=== SET EXERCISE A ===
Can you rewrite the paragraph in the bug report that begins "I have searched Issues and Discussions" as a brief list that keeps its main facts?

=== PASSAGE PROVIDED ===

====================

[Bug] CUBLAS_STATUS_EXECUTION_FAILED error for BasicVSR_PP for tasks with resolutions >~1700x1080 #2124

jacob-stein · 2024-03-09T01:21:51Z

Prerequisite

I have searched Issues and Discussions but cannot get the expected help.
I have read the FAQ documentation but cannot get the expected help.
The bug has not been fixed in the latest version (main) or latest version (0.x).

Task

I'm using the official example scripts/configs for the officially supported tasks/models/datasets.

Branch

main branch https://github.com/open-mmlab/mmagic

Environment

[2024-03-09 01:01:02,325] [INFO] [real_accelerator.py:158:get_accelerator] Setting ds_accelerator to cuda (auto detect)

====================

=== EXCERPTED RECORDS ===
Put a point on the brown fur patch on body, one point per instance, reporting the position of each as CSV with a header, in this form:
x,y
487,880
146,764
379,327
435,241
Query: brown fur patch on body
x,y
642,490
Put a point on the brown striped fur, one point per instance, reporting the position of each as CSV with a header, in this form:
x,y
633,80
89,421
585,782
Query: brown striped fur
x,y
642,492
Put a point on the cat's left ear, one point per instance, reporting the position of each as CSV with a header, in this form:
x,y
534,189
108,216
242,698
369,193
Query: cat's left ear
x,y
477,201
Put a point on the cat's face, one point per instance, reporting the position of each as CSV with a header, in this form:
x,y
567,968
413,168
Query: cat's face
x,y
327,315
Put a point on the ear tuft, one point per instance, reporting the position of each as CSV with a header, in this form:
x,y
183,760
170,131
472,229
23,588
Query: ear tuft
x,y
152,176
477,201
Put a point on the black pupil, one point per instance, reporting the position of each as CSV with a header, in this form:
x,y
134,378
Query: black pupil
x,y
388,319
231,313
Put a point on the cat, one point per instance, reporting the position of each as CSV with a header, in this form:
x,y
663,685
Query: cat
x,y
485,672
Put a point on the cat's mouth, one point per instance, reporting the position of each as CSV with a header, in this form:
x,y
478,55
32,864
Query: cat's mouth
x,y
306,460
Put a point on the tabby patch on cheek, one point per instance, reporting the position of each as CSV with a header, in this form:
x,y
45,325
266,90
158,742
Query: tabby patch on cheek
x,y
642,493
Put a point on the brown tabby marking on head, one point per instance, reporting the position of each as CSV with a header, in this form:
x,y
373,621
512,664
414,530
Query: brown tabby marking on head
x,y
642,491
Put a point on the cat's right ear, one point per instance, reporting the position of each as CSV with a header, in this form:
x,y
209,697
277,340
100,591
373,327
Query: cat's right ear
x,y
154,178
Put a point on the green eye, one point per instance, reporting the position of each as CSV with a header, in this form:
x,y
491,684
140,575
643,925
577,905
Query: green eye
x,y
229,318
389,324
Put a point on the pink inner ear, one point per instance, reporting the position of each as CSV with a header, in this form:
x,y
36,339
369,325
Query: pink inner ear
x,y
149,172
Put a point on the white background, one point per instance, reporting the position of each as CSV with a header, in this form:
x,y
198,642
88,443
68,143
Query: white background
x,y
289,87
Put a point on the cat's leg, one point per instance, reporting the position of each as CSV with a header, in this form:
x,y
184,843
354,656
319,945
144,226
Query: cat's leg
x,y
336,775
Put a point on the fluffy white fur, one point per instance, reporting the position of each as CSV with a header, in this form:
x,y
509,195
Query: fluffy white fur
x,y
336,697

====================

=== SET EXERCISE B ===
Which lines of the rows contain the word "tuft"? Pull out each of them in full.

=== RESULT A ===
- Issues and Discussions were searched, but the expected help was not found.
- The FAQ documentation was read, but the expected help was not found.
- The bug has not been fixed in the latest version (main) or the latest version (0.x).

=== RESULT B ===
Put a point on the ear tuft, one point per instance, reporting the position of each as CSV with a header, in this form:
Query: ear tuft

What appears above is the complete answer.